What is needed
Repeat the data verbatim.

Task data

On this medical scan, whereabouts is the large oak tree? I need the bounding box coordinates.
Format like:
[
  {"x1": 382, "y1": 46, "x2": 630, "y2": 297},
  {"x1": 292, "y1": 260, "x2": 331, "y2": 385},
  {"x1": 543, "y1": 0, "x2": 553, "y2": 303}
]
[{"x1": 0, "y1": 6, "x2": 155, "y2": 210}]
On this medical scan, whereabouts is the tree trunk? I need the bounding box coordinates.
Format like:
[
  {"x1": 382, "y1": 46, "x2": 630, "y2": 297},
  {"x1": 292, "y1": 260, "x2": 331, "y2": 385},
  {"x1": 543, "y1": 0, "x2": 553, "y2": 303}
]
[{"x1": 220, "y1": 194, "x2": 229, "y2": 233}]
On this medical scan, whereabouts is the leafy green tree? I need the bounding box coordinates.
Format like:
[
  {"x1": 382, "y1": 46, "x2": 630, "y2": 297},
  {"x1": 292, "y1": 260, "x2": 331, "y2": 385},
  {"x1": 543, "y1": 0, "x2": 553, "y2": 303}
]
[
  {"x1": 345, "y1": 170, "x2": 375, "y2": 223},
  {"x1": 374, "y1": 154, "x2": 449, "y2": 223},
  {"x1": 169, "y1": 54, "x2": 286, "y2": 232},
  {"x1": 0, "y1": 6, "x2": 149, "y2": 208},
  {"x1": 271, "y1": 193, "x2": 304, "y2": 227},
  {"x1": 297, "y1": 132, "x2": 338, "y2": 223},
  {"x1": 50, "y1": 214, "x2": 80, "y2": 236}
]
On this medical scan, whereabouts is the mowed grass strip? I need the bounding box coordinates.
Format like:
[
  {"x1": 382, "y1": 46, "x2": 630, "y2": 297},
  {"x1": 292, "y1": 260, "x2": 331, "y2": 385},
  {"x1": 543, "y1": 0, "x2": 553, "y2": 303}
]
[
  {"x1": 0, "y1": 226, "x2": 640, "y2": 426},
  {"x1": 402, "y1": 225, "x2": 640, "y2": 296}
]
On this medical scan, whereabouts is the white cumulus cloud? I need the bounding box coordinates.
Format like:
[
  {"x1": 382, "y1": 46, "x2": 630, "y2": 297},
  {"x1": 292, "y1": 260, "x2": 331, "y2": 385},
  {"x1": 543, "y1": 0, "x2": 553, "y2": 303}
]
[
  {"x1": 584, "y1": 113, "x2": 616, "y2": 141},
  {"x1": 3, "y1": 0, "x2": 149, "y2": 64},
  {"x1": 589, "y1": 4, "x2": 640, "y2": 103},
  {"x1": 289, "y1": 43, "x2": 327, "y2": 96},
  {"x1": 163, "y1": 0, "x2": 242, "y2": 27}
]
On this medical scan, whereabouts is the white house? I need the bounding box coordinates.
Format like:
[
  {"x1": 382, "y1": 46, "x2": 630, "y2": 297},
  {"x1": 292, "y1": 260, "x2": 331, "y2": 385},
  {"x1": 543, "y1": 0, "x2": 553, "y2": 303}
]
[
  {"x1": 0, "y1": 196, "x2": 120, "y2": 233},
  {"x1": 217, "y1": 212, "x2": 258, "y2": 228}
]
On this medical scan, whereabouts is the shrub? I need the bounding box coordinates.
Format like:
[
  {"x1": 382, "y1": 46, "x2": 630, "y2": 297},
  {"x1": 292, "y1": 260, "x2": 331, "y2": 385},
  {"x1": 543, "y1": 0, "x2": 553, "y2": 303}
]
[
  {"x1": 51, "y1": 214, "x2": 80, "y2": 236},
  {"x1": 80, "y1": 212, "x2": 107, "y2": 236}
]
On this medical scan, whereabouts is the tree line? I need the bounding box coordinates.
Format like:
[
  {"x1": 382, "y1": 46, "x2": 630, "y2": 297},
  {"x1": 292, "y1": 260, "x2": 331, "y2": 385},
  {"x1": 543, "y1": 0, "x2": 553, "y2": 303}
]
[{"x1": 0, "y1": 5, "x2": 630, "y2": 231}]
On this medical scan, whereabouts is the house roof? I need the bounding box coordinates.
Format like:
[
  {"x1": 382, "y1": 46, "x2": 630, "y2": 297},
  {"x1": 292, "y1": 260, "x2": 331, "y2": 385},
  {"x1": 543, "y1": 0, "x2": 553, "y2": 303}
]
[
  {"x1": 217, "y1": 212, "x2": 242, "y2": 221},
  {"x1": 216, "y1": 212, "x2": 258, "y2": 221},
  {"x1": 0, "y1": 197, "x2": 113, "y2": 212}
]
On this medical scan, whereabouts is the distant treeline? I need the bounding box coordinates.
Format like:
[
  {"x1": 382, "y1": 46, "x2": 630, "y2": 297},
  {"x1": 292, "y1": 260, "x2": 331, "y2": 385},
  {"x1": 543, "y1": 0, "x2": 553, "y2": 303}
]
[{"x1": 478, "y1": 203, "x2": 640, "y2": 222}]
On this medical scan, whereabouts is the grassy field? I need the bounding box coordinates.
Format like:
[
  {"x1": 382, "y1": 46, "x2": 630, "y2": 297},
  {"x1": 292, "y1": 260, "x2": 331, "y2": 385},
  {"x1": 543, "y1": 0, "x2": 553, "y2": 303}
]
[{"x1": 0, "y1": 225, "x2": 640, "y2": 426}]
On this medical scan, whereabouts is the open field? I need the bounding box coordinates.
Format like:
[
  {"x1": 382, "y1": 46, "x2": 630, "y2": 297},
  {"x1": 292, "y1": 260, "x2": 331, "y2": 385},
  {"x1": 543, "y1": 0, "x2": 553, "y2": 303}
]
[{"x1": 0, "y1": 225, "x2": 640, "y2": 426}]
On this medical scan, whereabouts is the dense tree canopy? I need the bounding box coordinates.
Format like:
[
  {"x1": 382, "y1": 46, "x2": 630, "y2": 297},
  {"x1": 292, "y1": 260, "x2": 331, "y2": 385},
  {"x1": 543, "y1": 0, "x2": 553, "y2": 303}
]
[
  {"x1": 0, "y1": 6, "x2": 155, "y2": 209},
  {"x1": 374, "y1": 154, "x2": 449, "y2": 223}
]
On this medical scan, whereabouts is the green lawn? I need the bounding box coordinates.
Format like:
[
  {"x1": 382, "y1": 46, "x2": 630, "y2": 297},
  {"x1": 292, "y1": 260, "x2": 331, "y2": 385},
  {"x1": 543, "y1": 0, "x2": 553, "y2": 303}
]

Response to this exercise
On this medical scan, whereabouts is the large oak tree? I need the bounding box coordinates.
Format like:
[
  {"x1": 382, "y1": 46, "x2": 630, "y2": 297},
  {"x1": 292, "y1": 260, "x2": 331, "y2": 385},
  {"x1": 543, "y1": 0, "x2": 553, "y2": 303}
]
[{"x1": 0, "y1": 6, "x2": 155, "y2": 210}]
On this medical scan, whereabouts is the tree trunk? I need the bounding box coordinates.
Format like:
[
  {"x1": 382, "y1": 46, "x2": 630, "y2": 297},
  {"x1": 292, "y1": 260, "x2": 331, "y2": 385},
  {"x1": 543, "y1": 0, "x2": 553, "y2": 303}
]
[{"x1": 220, "y1": 194, "x2": 229, "y2": 233}]
On this medical scan, whereabouts is the leafy green tree? I need the bounding box coordinates.
Format like:
[
  {"x1": 382, "y1": 46, "x2": 630, "y2": 297},
  {"x1": 292, "y1": 260, "x2": 331, "y2": 385},
  {"x1": 543, "y1": 0, "x2": 553, "y2": 303}
]
[
  {"x1": 345, "y1": 170, "x2": 375, "y2": 223},
  {"x1": 374, "y1": 154, "x2": 449, "y2": 223},
  {"x1": 169, "y1": 54, "x2": 286, "y2": 232},
  {"x1": 0, "y1": 6, "x2": 149, "y2": 208},
  {"x1": 271, "y1": 193, "x2": 304, "y2": 227},
  {"x1": 297, "y1": 132, "x2": 338, "y2": 223},
  {"x1": 50, "y1": 214, "x2": 80, "y2": 236}
]
On this medical scan, whereabouts is the mowed grass strip? I need the bounding box coordinates.
Format like:
[
  {"x1": 382, "y1": 46, "x2": 630, "y2": 297},
  {"x1": 292, "y1": 260, "x2": 331, "y2": 385},
  {"x1": 543, "y1": 0, "x2": 553, "y2": 303}
]
[
  {"x1": 0, "y1": 226, "x2": 640, "y2": 426},
  {"x1": 402, "y1": 225, "x2": 640, "y2": 296}
]
On this medical scan, whereabouts is the white cumulus cloud? I need the bounding box coordinates.
Format like:
[
  {"x1": 382, "y1": 46, "x2": 630, "y2": 297},
  {"x1": 292, "y1": 260, "x2": 331, "y2": 385},
  {"x1": 543, "y1": 0, "x2": 553, "y2": 303}
]
[
  {"x1": 584, "y1": 113, "x2": 616, "y2": 141},
  {"x1": 3, "y1": 0, "x2": 149, "y2": 64},
  {"x1": 589, "y1": 4, "x2": 640, "y2": 103},
  {"x1": 289, "y1": 43, "x2": 327, "y2": 96},
  {"x1": 163, "y1": 0, "x2": 242, "y2": 27}
]
On this medical scan, whereabouts is the white house? I need the bounding box coordinates.
Format like:
[
  {"x1": 382, "y1": 46, "x2": 630, "y2": 297},
  {"x1": 292, "y1": 260, "x2": 331, "y2": 385},
  {"x1": 543, "y1": 0, "x2": 553, "y2": 303}
]
[
  {"x1": 0, "y1": 196, "x2": 120, "y2": 233},
  {"x1": 217, "y1": 212, "x2": 258, "y2": 228}
]
On this medical scan, whereabouts is the shrub? I need the bounding box coordinates.
Format like:
[
  {"x1": 382, "y1": 46, "x2": 630, "y2": 297},
  {"x1": 292, "y1": 260, "x2": 331, "y2": 385},
  {"x1": 543, "y1": 0, "x2": 553, "y2": 303}
]
[
  {"x1": 51, "y1": 214, "x2": 80, "y2": 236},
  {"x1": 80, "y1": 212, "x2": 107, "y2": 236}
]
On this medical scan, whereabouts is the tree line? I need the bounding box coordinates.
Format like:
[
  {"x1": 382, "y1": 46, "x2": 630, "y2": 297},
  {"x1": 292, "y1": 260, "x2": 331, "y2": 385},
  {"x1": 543, "y1": 0, "x2": 553, "y2": 303}
]
[{"x1": 0, "y1": 5, "x2": 630, "y2": 231}]
On this medical scan, whereabouts is the house roof? I need the bounding box coordinates.
Format like:
[
  {"x1": 382, "y1": 46, "x2": 630, "y2": 297},
  {"x1": 292, "y1": 260, "x2": 331, "y2": 385},
  {"x1": 543, "y1": 0, "x2": 553, "y2": 303}
]
[
  {"x1": 217, "y1": 212, "x2": 242, "y2": 221},
  {"x1": 216, "y1": 212, "x2": 258, "y2": 221},
  {"x1": 0, "y1": 197, "x2": 113, "y2": 212}
]
On this medical scan, whereabouts is the distant treeline? I need the bounding box coordinates.
Format like:
[
  {"x1": 382, "y1": 46, "x2": 630, "y2": 297},
  {"x1": 292, "y1": 260, "x2": 331, "y2": 385},
  {"x1": 543, "y1": 0, "x2": 553, "y2": 303}
]
[{"x1": 478, "y1": 203, "x2": 640, "y2": 222}]
On this medical scan, whereabouts is the grassy field? I need the bounding box coordinates.
Format like:
[
  {"x1": 382, "y1": 46, "x2": 630, "y2": 297},
  {"x1": 292, "y1": 260, "x2": 331, "y2": 385},
  {"x1": 543, "y1": 0, "x2": 553, "y2": 303}
]
[{"x1": 0, "y1": 225, "x2": 640, "y2": 426}]
On this medical scan, whereabouts is the open field? I need the bounding box coordinates.
Format like:
[
  {"x1": 382, "y1": 46, "x2": 630, "y2": 297},
  {"x1": 292, "y1": 260, "x2": 331, "y2": 385},
  {"x1": 543, "y1": 0, "x2": 553, "y2": 303}
]
[{"x1": 0, "y1": 225, "x2": 640, "y2": 426}]
On this medical scan, whereabouts is the dense tree canopy? I need the bounding box coordinates.
Format like:
[
  {"x1": 382, "y1": 46, "x2": 630, "y2": 297},
  {"x1": 292, "y1": 260, "x2": 331, "y2": 385},
  {"x1": 543, "y1": 0, "x2": 553, "y2": 303}
]
[
  {"x1": 0, "y1": 6, "x2": 155, "y2": 209},
  {"x1": 374, "y1": 154, "x2": 449, "y2": 223}
]
On this medical scan, whereabouts is the green lawn? I need the bounding box coordinates.
Format like:
[
  {"x1": 382, "y1": 46, "x2": 630, "y2": 297},
  {"x1": 292, "y1": 260, "x2": 331, "y2": 385},
  {"x1": 543, "y1": 0, "x2": 553, "y2": 303}
]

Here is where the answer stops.